**EXCERPT**:

Matt Sanchez - A Latino with a Different View of the Iraq War

Journalist and blogger Matt Sanchez wrote in to say that he offers a different perspective on the Iraq War than offered by Camilo Mejias (and, I guess, Omar Mora and his buddies).

Try a different Hispanic point of view here in Iraq. We wouldn't want to stereotype.
Fair enough.

With so many men and women serving honorably in the U.S. Military, including many Latinos on the front lines of the Iraq War, it's important for Americans (as well as the citizens of other nations) to see the war from different perspectives. Especially--as Mejias, Sanchez and Mora rightly insist--from the perspectives of those on the front lines. Amen!

With this objective in mind, please read Awakening' musters Iraqi courage against al-Qaida -- Sanchez' recently article published in WorldNetDaily.

Sanchez' writes about how change has started to root in Ramadi and Anbar when the courageous Sunni cleric, Sheik Abdul-Sattar Abu Risha, sided with the U.S. in the battle against alQaeda. It was reported by General Patraeus, and others in recent weeks, that deaths were down and that the U.S. troop surge was working in part because of the alliance between the U.S. and Iraqis such as Sheik Sattar.

As evidence by his weblog postings, Sanchez was clearly impressed by the Sheik--even likening him to Abraham Lincoln:

Charismatic, determined and very ambitious we may see a lot more of Sheik Sattar in the near future, his role in the Awakening could make Ramadi the next Gettysburg.

**YOUR TASK**:
Reproduce the post on Matt Sanchez from "With so many" up to and including "as Sheik Sattar.", substituting "battlefront" for "front lines" throughout. The data that follows is not required for the work on this text.

**GIVEN DATA**:
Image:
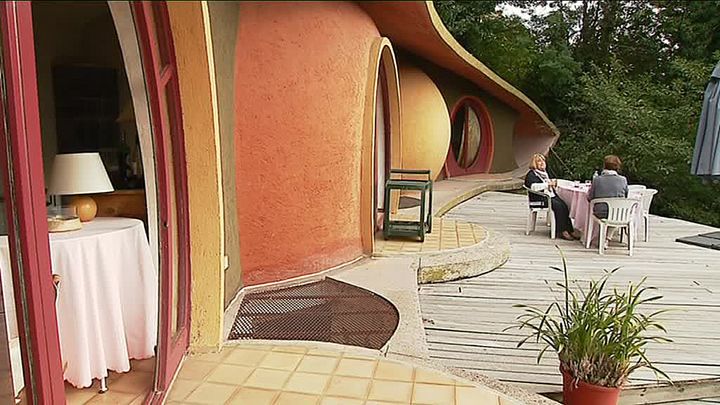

**TASK RESPONSE**:
With so many men and women serving honorably in the U.S. Military, including many Latinos on the battlefront of the Iraq War, it's important for Americans (as well as the citizens of other nations) to see the war from different perspectives. Especially--as Mejias, Sanchez and Mora rightly insist--from the perspectives of those on the battlefront. Amen!

With this objective in mind, please read Awakening' musters Iraqi courage against al-Qaida -- Sanchez' recently article published in WorldNetDaily.

Sanchez' writes about how change has started to root in Ramadi and Anbar when the courageous Sunni cleric, Sheik Abdul-Sattar Abu Risha, sided with the U.S. in the battle against alQaeda. It was reported by General Patraeus, and others in recent weeks, that deaths were down and that the U.S. troop surge was working in part because of the alliance between the U.S. and Iraqis such as Sheik Sattar.